--- START OF DOCUMENT TEXT ---

Investec: Proposed Demerger and Listing of IAM

RNS Number : 7507A
Investec PLC
14 September 2018
 

Investec Limited
Incorporated in the Republic of South Africa
Registration number 1925/002833/06

JSE share code: INL

NSX share code: IVD

BSE share code: INVESTEC

ISIN: ZAE000081949

Investec plc
Incorporated in England and Wales
Registration number 3633621
LSE share code: INVP

JSE share code: INP
ISIN: GB00B17BBQ50

 

Investec (comprising Investec plc and Investec Limited) ("the Group") - proposed demerger and listing of Investec Asset Management business ("IAM")

 

14 September 2018

 

This announcement contains inside information for the purposes of Article 7 of EU Regulation 596/2014

 

Overview

 

Following the Group's announcement on management succession made in February 2018, the Joint Chief Executive Officer ("CEO") Designates, Fani Titi and Hendrik du Toit, have been working closely with the Investec Board ("Board") and current members of the Group executive (Stephen Koseff, Bernard Kantor and Glynn Burger) in order to ensure a smooth transition of leadership. In conjunction with this process, the Board together with the executive directors, have conducted a strategic review of the Group to ensure that it is positioned to enhance the long-term interests of shareholders, clients and employees.

--- END OF DOCUMENT TEXT ---

### PROBLEM
Answer these from the Investec demerger announcement above:
1. What is the LSE share code of Investec plc?
2. For the purposes of which article and regulation does the announcement say it contains inside information?
3. Who are the Joint Chief Executive Officer Designates?

--- START OF SOURCE EXCERPT ---

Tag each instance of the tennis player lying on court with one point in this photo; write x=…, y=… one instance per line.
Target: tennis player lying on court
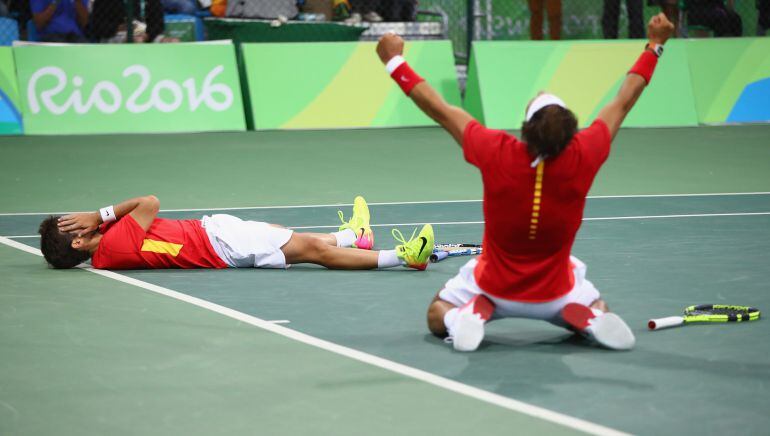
x=130, y=235
x=534, y=195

--- END OF SOURCE EXCERPT ---

### ANSWER FOR THE TASK
1. INVP
2. Article 7 of EU Regulation 596/2014
3. Fani Titi and Hendrik du Toit